* _Exercise instructions_:
Would you print the records below from the first line through the line containing "pixel 538 347", skipping the pictures?

* _Region pointing data_:
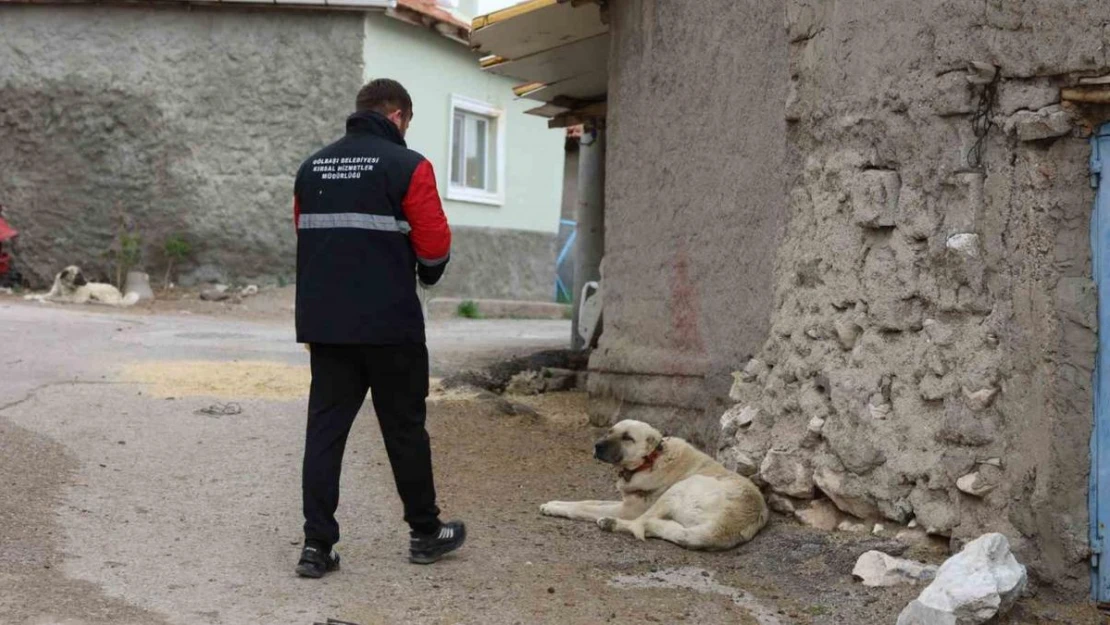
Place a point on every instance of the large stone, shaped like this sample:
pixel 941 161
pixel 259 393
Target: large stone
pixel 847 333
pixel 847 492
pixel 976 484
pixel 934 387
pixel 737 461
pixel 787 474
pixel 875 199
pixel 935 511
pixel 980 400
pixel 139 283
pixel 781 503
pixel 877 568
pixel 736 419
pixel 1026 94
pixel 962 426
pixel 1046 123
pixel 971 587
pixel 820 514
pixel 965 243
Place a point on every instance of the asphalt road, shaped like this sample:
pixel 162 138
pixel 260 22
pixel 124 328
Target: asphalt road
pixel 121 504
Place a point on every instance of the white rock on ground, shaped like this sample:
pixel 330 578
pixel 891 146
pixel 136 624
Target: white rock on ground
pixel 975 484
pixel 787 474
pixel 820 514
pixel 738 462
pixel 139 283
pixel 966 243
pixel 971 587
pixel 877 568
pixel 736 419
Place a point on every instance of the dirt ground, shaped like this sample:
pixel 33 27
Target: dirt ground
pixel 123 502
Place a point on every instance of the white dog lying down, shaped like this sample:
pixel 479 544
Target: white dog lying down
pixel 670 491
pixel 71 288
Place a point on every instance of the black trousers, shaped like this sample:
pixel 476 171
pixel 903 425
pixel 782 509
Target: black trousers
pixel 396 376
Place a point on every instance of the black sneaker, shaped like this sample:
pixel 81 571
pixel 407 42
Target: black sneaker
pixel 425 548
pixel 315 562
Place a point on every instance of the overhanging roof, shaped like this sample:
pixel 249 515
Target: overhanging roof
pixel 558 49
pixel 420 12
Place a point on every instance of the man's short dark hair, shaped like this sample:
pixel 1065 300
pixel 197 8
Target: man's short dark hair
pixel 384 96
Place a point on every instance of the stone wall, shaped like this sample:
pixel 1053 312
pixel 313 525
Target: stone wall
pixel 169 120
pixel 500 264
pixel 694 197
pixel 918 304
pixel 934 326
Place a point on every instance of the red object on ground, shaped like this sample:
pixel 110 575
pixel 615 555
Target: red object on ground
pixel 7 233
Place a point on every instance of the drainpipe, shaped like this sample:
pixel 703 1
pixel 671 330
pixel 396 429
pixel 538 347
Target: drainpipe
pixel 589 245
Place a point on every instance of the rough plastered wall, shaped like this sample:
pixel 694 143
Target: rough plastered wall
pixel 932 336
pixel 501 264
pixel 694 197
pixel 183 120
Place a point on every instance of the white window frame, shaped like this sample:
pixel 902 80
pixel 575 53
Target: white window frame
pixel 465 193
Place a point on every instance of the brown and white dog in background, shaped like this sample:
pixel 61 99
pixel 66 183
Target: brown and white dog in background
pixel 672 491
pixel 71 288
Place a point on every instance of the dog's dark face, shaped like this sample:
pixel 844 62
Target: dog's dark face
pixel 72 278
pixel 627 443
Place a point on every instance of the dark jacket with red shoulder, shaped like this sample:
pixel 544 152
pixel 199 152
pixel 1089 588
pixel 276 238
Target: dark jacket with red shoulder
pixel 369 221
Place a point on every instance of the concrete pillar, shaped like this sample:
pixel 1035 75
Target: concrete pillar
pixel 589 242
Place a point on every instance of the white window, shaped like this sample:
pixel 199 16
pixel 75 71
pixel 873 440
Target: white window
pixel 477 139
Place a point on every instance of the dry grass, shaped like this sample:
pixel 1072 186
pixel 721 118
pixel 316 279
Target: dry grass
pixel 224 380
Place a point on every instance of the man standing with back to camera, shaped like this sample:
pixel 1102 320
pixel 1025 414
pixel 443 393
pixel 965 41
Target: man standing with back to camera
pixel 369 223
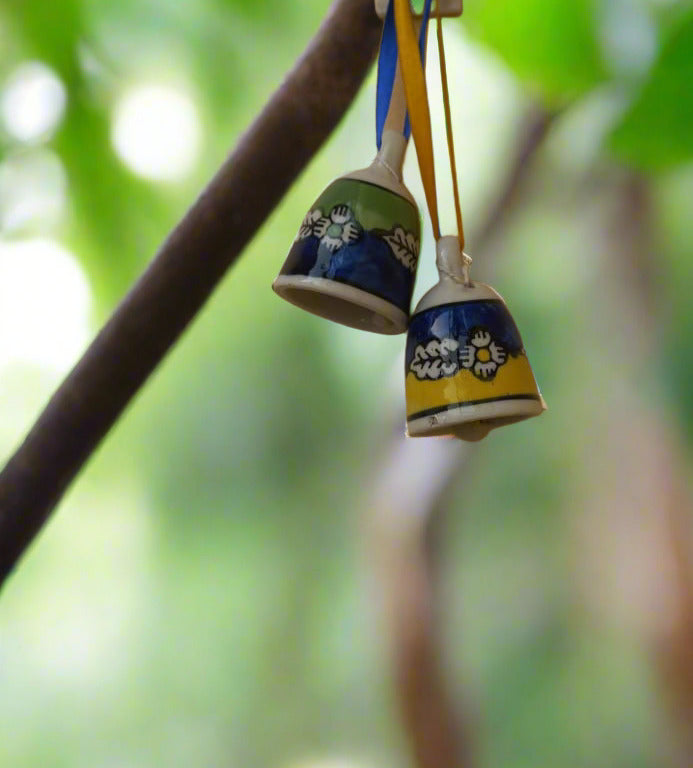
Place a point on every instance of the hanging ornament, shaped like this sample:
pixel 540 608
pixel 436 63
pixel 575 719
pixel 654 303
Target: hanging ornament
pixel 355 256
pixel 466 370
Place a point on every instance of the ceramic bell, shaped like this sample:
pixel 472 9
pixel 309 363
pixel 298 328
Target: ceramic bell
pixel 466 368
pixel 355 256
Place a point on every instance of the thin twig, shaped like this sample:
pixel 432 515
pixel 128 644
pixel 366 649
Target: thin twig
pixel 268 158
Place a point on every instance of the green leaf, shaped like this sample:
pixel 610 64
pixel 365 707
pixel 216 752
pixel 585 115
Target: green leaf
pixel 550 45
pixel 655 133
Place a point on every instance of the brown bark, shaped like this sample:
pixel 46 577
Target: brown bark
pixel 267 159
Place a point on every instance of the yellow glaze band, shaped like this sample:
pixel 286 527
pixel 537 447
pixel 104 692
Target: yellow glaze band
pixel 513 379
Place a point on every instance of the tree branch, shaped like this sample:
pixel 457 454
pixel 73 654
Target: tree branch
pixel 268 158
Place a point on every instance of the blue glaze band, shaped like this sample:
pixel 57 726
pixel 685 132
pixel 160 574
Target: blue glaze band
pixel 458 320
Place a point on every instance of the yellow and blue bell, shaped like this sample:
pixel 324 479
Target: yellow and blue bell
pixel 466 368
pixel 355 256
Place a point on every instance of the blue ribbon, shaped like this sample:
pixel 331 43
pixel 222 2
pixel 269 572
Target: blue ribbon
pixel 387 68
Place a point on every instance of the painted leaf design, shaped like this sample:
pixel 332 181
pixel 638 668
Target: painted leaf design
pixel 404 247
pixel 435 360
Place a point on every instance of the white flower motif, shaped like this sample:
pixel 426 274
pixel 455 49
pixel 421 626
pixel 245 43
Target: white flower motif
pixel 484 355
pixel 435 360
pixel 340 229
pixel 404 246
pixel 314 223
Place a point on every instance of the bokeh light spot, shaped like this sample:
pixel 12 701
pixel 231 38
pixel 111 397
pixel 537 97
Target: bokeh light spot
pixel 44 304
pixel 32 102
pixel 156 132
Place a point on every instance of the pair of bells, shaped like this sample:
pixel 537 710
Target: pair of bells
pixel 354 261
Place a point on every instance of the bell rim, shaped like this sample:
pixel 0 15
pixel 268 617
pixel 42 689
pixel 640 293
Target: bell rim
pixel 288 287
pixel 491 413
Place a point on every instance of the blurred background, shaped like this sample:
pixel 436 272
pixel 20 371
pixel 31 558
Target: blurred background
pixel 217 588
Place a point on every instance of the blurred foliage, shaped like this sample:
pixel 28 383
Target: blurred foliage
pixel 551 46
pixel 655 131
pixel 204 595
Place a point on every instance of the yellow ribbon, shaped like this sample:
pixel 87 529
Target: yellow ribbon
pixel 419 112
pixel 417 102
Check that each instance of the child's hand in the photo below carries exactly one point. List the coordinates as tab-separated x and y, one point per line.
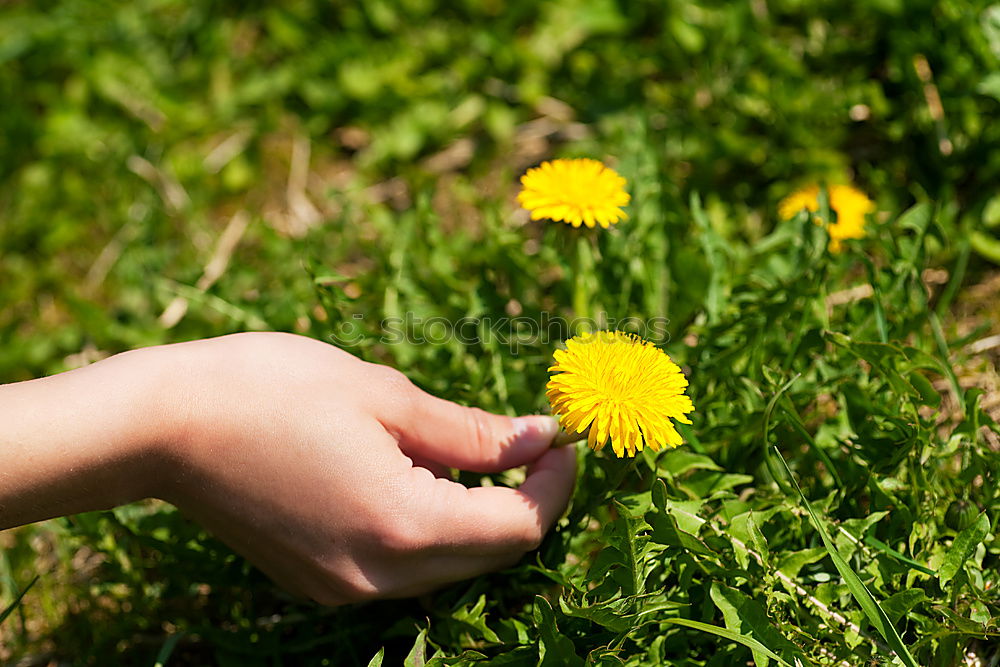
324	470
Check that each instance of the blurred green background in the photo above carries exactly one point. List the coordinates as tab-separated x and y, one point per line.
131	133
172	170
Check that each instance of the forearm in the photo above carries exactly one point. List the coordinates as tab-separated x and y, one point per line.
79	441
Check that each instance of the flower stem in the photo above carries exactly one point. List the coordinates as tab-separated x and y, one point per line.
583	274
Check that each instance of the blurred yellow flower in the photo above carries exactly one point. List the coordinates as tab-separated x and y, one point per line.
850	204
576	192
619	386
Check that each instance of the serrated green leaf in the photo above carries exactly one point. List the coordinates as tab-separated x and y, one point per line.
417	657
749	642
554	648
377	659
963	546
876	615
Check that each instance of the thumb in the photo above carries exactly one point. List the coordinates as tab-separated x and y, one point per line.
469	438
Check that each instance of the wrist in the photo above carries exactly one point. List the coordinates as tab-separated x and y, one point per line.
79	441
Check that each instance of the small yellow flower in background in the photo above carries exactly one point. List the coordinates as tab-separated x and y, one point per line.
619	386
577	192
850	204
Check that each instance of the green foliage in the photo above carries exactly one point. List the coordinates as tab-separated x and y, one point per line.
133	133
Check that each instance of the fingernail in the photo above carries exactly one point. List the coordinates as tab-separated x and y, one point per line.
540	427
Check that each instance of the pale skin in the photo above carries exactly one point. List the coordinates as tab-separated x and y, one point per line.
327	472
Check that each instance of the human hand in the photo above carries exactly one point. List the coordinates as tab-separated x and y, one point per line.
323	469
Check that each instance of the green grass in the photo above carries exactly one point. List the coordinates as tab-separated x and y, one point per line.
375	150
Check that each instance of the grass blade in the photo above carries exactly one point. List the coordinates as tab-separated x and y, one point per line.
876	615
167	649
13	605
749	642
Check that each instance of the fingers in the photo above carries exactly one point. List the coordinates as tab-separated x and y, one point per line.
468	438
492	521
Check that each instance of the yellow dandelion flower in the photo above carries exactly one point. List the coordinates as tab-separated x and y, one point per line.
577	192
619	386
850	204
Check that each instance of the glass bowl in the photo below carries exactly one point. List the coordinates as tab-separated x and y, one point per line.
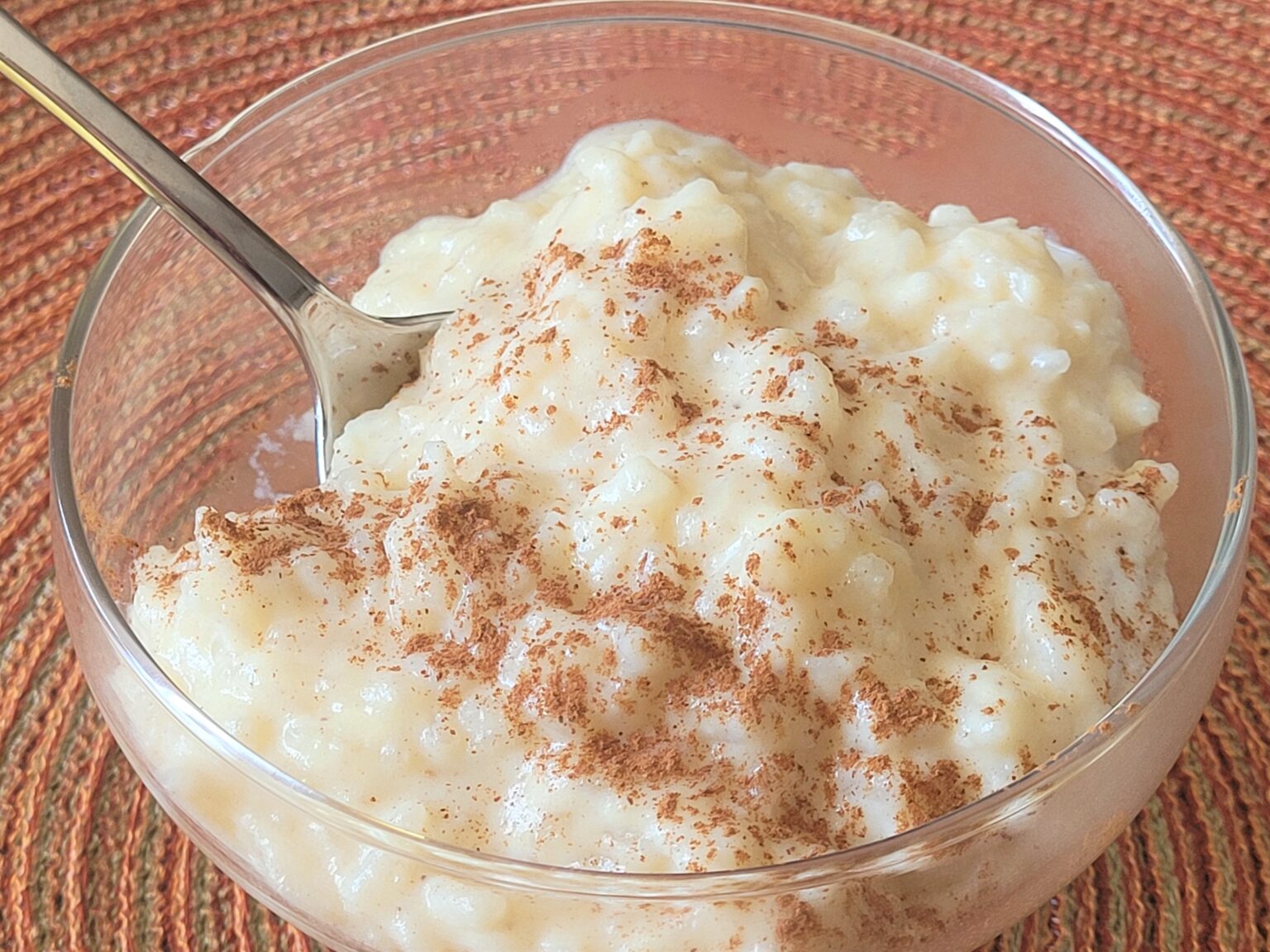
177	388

* _Exercise result_:
Place a point on every instance of the large stone, shaped like this sample:
pixel 941 161
pixel 259 393
Target: large stone
pixel 847 333
pixel 847 492
pixel 976 484
pixel 934 387
pixel 737 461
pixel 787 474
pixel 875 199
pixel 935 511
pixel 980 400
pixel 139 283
pixel 781 503
pixel 877 568
pixel 736 419
pixel 1026 94
pixel 962 426
pixel 1046 123
pixel 971 587
pixel 820 514
pixel 965 243
Place a point on every instance of the asphalt road, shaped like this sample:
pixel 162 138
pixel 260 22
pixel 124 328
Target: asphalt road
pixel 121 504
Place a point on every instance of the white rock on ground, shaped like this sample:
pixel 330 578
pixel 891 146
pixel 136 624
Target: white rock on ground
pixel 975 484
pixel 787 474
pixel 820 514
pixel 738 462
pixel 139 283
pixel 966 243
pixel 971 587
pixel 877 568
pixel 736 419
Place a point on every instance of the dirt ground, shaped like this sample:
pixel 33 27
Target: dirt ground
pixel 123 502
Place a point on every instance of the white dog lying down, shaped like this sample:
pixel 479 544
Target: white dog lying down
pixel 670 491
pixel 71 288
Place a point on every instance of the black trousers, shaped like this sample:
pixel 476 171
pixel 903 425
pixel 782 509
Target: black trousers
pixel 396 376
Place a point on every instance of the black sneaker, shaped like this sample:
pixel 81 571
pixel 407 42
Target: black sneaker
pixel 425 548
pixel 315 562
Place a point on every instance of the overhanging roof, shaped like this sample:
pixel 249 515
Target: overhanging roof
pixel 558 49
pixel 420 12
Place a point on every instance of the man's short dark hair, shaped like this sample:
pixel 1065 300
pixel 197 8
Target: man's short dark hair
pixel 384 96
Place a point on every instance of the stone wall, shaped like this sample:
pixel 1053 312
pixel 313 525
Target: stone wall
pixel 169 120
pixel 500 264
pixel 694 197
pixel 918 304
pixel 934 326
Place a point on every instance of the red object on ground, shaped like this sample:
pixel 110 575
pixel 615 555
Target: red object on ground
pixel 7 233
Place a point on every instance of the drainpipe, shaped like this sample:
pixel 703 1
pixel 671 330
pixel 396 429
pixel 538 347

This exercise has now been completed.